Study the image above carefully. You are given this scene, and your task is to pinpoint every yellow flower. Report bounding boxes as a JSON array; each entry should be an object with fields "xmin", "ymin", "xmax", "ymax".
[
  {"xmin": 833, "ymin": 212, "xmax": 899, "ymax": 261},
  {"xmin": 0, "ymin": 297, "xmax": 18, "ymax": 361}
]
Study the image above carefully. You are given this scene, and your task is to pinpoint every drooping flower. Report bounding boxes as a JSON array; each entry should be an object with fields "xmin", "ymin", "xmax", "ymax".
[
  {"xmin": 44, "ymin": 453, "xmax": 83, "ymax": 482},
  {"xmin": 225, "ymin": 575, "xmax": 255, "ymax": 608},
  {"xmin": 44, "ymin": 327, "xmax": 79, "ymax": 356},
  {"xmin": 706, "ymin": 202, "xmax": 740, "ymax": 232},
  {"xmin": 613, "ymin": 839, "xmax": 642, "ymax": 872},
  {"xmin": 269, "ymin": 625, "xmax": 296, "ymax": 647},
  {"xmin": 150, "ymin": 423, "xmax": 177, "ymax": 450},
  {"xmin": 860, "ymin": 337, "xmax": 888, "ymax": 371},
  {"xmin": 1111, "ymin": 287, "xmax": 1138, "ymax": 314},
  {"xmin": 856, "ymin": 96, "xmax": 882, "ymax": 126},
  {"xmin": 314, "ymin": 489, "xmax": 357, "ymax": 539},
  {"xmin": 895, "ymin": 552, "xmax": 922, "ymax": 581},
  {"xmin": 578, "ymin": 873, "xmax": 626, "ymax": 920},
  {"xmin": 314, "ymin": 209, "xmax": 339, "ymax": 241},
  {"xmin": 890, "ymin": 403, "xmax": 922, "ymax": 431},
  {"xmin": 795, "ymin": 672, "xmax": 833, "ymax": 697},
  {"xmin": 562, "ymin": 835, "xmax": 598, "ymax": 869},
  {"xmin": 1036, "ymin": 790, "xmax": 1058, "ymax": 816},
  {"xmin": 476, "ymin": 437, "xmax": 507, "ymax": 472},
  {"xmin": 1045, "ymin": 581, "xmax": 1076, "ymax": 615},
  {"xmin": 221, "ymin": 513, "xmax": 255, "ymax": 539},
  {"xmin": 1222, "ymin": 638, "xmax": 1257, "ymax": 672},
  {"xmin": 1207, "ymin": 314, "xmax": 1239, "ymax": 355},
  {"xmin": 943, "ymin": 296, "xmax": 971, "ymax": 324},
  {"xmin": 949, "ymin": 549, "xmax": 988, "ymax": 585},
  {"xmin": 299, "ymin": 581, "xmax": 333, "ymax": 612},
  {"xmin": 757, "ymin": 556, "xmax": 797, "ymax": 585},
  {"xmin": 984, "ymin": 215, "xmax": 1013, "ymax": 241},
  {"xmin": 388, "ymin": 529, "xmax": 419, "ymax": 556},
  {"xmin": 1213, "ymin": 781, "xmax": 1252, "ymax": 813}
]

▶ _Do this_
Reproduce every record with "pinpoint" swapped for "locate" wherever it occurs, and leave all other text as it is.

▶ _Answer to this exercise_
Study the image above carefully. You are given this scene, and your task is to locate every yellow flower. Report bounding boxes as a JSON array; each entry should be an object with fields "xmin", "ymin", "xmax", "ymax".
[
  {"xmin": 833, "ymin": 212, "xmax": 899, "ymax": 261},
  {"xmin": 0, "ymin": 297, "xmax": 18, "ymax": 361}
]
Study the image above carefully. You are given this scene, and your task is to locate every drooping flower. Report bounding boxes as a JSON array; each entry should be an object with fields "xmin", "ymin", "xmax", "ymax".
[
  {"xmin": 44, "ymin": 453, "xmax": 83, "ymax": 482},
  {"xmin": 225, "ymin": 575, "xmax": 255, "ymax": 608},
  {"xmin": 44, "ymin": 327, "xmax": 79, "ymax": 356},
  {"xmin": 706, "ymin": 202, "xmax": 740, "ymax": 232},
  {"xmin": 613, "ymin": 839, "xmax": 642, "ymax": 872},
  {"xmin": 269, "ymin": 625, "xmax": 296, "ymax": 647},
  {"xmin": 150, "ymin": 423, "xmax": 177, "ymax": 450},
  {"xmin": 860, "ymin": 337, "xmax": 888, "ymax": 371},
  {"xmin": 1111, "ymin": 287, "xmax": 1138, "ymax": 314},
  {"xmin": 856, "ymin": 96, "xmax": 882, "ymax": 126},
  {"xmin": 314, "ymin": 489, "xmax": 357, "ymax": 539},
  {"xmin": 895, "ymin": 552, "xmax": 922, "ymax": 581},
  {"xmin": 578, "ymin": 873, "xmax": 626, "ymax": 920},
  {"xmin": 314, "ymin": 209, "xmax": 339, "ymax": 241},
  {"xmin": 890, "ymin": 403, "xmax": 922, "ymax": 431},
  {"xmin": 795, "ymin": 672, "xmax": 833, "ymax": 697},
  {"xmin": 562, "ymin": 835, "xmax": 598, "ymax": 869},
  {"xmin": 1036, "ymin": 790, "xmax": 1058, "ymax": 816},
  {"xmin": 476, "ymin": 437, "xmax": 507, "ymax": 472},
  {"xmin": 1045, "ymin": 581, "xmax": 1076, "ymax": 615},
  {"xmin": 221, "ymin": 513, "xmax": 255, "ymax": 539},
  {"xmin": 1222, "ymin": 638, "xmax": 1257, "ymax": 672},
  {"xmin": 1207, "ymin": 314, "xmax": 1239, "ymax": 355},
  {"xmin": 943, "ymin": 296, "xmax": 971, "ymax": 324},
  {"xmin": 949, "ymin": 549, "xmax": 988, "ymax": 585},
  {"xmin": 299, "ymin": 581, "xmax": 333, "ymax": 612},
  {"xmin": 757, "ymin": 556, "xmax": 797, "ymax": 585},
  {"xmin": 984, "ymin": 215, "xmax": 1013, "ymax": 241},
  {"xmin": 388, "ymin": 529, "xmax": 419, "ymax": 556},
  {"xmin": 1213, "ymin": 781, "xmax": 1252, "ymax": 813}
]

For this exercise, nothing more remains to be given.